### [TASK TO CARRY OUT]
Give back each line of the data exactly.

*** Begin section ***

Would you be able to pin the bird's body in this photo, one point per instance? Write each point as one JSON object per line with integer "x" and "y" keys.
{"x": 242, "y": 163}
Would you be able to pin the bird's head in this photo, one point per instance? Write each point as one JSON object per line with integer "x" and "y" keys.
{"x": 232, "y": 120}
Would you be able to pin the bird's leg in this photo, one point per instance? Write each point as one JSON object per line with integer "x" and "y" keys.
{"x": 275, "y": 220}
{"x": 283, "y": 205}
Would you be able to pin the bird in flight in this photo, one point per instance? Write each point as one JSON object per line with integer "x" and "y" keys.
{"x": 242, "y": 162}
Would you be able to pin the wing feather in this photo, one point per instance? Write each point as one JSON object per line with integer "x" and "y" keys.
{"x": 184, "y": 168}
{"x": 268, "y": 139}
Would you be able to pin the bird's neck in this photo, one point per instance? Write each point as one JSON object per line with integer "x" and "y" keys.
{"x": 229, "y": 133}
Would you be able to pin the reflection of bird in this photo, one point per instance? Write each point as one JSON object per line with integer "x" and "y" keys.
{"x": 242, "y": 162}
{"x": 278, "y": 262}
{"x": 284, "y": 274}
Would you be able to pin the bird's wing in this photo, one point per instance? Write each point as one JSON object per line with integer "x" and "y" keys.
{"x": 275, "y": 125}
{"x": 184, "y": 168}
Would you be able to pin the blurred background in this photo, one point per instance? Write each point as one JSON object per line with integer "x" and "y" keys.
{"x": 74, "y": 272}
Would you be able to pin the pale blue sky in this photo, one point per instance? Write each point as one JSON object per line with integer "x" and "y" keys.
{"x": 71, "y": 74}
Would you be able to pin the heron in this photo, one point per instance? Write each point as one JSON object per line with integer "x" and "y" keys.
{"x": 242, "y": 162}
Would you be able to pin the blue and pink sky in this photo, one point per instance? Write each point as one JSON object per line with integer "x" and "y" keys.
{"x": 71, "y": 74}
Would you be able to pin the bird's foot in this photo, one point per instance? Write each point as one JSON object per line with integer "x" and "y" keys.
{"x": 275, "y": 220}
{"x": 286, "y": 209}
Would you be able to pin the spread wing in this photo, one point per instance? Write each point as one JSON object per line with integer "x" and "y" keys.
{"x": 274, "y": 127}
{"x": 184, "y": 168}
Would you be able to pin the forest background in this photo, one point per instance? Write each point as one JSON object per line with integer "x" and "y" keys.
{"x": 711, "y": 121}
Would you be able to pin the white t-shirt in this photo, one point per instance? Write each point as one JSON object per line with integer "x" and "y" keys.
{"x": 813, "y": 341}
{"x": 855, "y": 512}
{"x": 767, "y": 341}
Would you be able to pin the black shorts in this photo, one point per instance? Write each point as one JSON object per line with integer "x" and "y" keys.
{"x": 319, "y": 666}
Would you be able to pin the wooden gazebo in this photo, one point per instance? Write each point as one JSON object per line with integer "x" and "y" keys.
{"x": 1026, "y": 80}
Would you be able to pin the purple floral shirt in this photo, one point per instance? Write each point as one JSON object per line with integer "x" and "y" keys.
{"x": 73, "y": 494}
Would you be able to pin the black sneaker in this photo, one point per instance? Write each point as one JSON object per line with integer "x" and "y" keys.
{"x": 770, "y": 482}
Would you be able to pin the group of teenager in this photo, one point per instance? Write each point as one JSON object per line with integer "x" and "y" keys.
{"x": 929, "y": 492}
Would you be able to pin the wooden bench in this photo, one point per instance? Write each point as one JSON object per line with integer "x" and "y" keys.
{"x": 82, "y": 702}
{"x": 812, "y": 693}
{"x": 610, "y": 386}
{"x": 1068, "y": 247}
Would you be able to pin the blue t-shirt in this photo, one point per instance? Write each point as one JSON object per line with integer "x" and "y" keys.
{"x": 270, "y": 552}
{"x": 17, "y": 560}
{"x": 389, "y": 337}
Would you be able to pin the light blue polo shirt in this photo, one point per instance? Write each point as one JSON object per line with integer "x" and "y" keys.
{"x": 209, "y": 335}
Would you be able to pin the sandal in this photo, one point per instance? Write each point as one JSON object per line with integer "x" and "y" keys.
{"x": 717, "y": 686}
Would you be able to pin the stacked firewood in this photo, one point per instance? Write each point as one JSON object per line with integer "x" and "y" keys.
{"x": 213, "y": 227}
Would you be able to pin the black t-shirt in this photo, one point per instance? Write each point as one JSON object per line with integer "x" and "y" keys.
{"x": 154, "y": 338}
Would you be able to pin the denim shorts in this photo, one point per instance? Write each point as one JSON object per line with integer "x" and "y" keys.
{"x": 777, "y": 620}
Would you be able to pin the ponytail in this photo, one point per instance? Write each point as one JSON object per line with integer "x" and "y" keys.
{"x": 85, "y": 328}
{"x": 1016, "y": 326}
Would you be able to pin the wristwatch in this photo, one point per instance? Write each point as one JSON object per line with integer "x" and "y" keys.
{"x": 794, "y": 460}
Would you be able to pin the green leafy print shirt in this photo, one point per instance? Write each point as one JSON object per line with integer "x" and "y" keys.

*** End section ***

### [SOLUTION FOR THIS EXERCISE]
Would you be able to pin the bird's body in this photo, one point per instance? Write each point as one JSON object per line with integer "x" and "y" keys.
{"x": 242, "y": 163}
Would you be able to pin the bird's head in this photo, one point per instance? Write each point as one JSON object per line with integer "x" and "y" keys.
{"x": 232, "y": 120}
Would you be able to pin the bird's leg in this photo, one point per instance? Write each point as one JSON object per line with integer "x" and "y" keys.
{"x": 275, "y": 220}
{"x": 283, "y": 205}
Would you be able to pin the bird in flight in this photo, one point per instance? Write each point as one JSON object per line with integer "x" and "y" keys.
{"x": 242, "y": 162}
Would you be able to pin the wing feather in this photo, one point per instance? Write each point as one JSON object per line with integer "x" and "y" keys.
{"x": 184, "y": 168}
{"x": 268, "y": 139}
Would you be able to pin the bird's neck in this photo, one point per instance? Write each point as one JSON object per line with integer "x" and "y" keys.
{"x": 229, "y": 133}
Would you be able to pin the reflection of bird in this photo, one point per instance? Write each point as one JSON object per line with integer "x" and "y" keys.
{"x": 242, "y": 162}
{"x": 278, "y": 262}
{"x": 284, "y": 274}
Would you be able to pin the bird's wing in this photo, one point per instance? Write each point as one JSON object per line with integer "x" and "y" keys.
{"x": 275, "y": 125}
{"x": 184, "y": 168}
Would you be able to pin the blurred background in this photo, one point per instance? Write each point as one JSON object per line with integer "x" and "y" keys.
{"x": 74, "y": 272}
Would you be able to pin the pale blue sky in this photo, one point per instance? Write each point as one JSON object per line with integer "x" and "y" keys.
{"x": 71, "y": 74}
Would you be able to pin the heron in this photo, one point per instance? Write each point as one JSON object per line with integer "x" and "y" keys.
{"x": 242, "y": 162}
Would you be able to pin the blue and pink sky in this photo, one point per instance? Write each point as one JSON object per line with integer "x" and "y" keys.
{"x": 71, "y": 74}
Would you be able to pin the bird's foot in this photo, one point per instance? Write each point as one JSON object per line with integer "x" and "y" keys.
{"x": 275, "y": 220}
{"x": 286, "y": 209}
Would you be able to pin the spread wing in this photo, one point per instance? Write each point as one JSON object per line with integer "x" and "y" keys.
{"x": 274, "y": 127}
{"x": 184, "y": 168}
Would you be able to pin the forest background in this photo, one point per instance? Write each point as one JSON object per line with integer "x" and "y" keys.
{"x": 711, "y": 121}
Would you be able to pin the white t-shirt in this photo, one point per instance? Write each point as one JSON object per line with integer "x" and "y" keys.
{"x": 813, "y": 341}
{"x": 855, "y": 512}
{"x": 767, "y": 341}
Would you be able to pin the black shorts in this photo, one point per instance? Write each point as one JSON object per line with integer "x" and "y" keys.
{"x": 319, "y": 666}
Would you be able to pin the wooden gazebo in this photo, one point per instance? Write each point as one JSON object per line with integer "x" and "y" keys.
{"x": 1026, "y": 80}
Would you be able to pin the purple floral shirt in this photo, one point per instance? Write each point as one JSON object per line with integer "x" and "y" keys.
{"x": 73, "y": 494}
Would you be able to pin the black sneaker in this photo, one point per instance? Write each point as one JSON object per line with integer "x" and "y" keys.
{"x": 770, "y": 482}
Would you be able to pin the group of teenager in this photo, one point per instance? Write each point as one JSON object per line with integer "x" and "y" keys.
{"x": 929, "y": 492}
Would you be able to pin the wooden bench in this photo, one point per instance? Write each point as one JSON object per line with integer "x" and "y" keys.
{"x": 82, "y": 702}
{"x": 812, "y": 693}
{"x": 610, "y": 386}
{"x": 1068, "y": 247}
Would you be able to pin the blue t-shirt in this photo, one point per instance? Write each point as one JSON object per line with integer "x" and "y" keys.
{"x": 270, "y": 552}
{"x": 17, "y": 560}
{"x": 389, "y": 337}
Would you be able to pin the light blue polo shirt in this photo, one point per instance? Write each point as one JSON object per line with integer "x" and "y" keys.
{"x": 209, "y": 335}
Would you be able to pin the sandal in this photo, one point per instance? Write each point as one JSON object per line with integer "x" and "y" keys.
{"x": 717, "y": 686}
Would you be able to pin the stacked firewood in this photo, one point per instance? Write each point as one JSON object per line with integer "x" and "y" keys.
{"x": 213, "y": 227}
Would you be able to pin the black t-shirt in this photo, one point per instance? Write each point as one JSON object per line with integer "x" and "y" keys.
{"x": 154, "y": 338}
Would you be able to pin the denim shorts in this photo, one point per instance? Write each point as one JSON object per line with integer "x" and "y" keys.
{"x": 777, "y": 620}
Would you be able to pin the ponytail in this photo, one point per instance? Write each point as one JSON object per line with integer "x" and "y" keys.
{"x": 85, "y": 328}
{"x": 1016, "y": 326}
Would you be able to pin the wristwatch in this photo, one point per instance? Write each point as one JSON object per line with integer "x" and "y" keys.
{"x": 794, "y": 460}
Would you be able to pin the green leafy print shirt in this photo, one point per instance? Write each point as one JSON object per line with integer "x" and "y" keys.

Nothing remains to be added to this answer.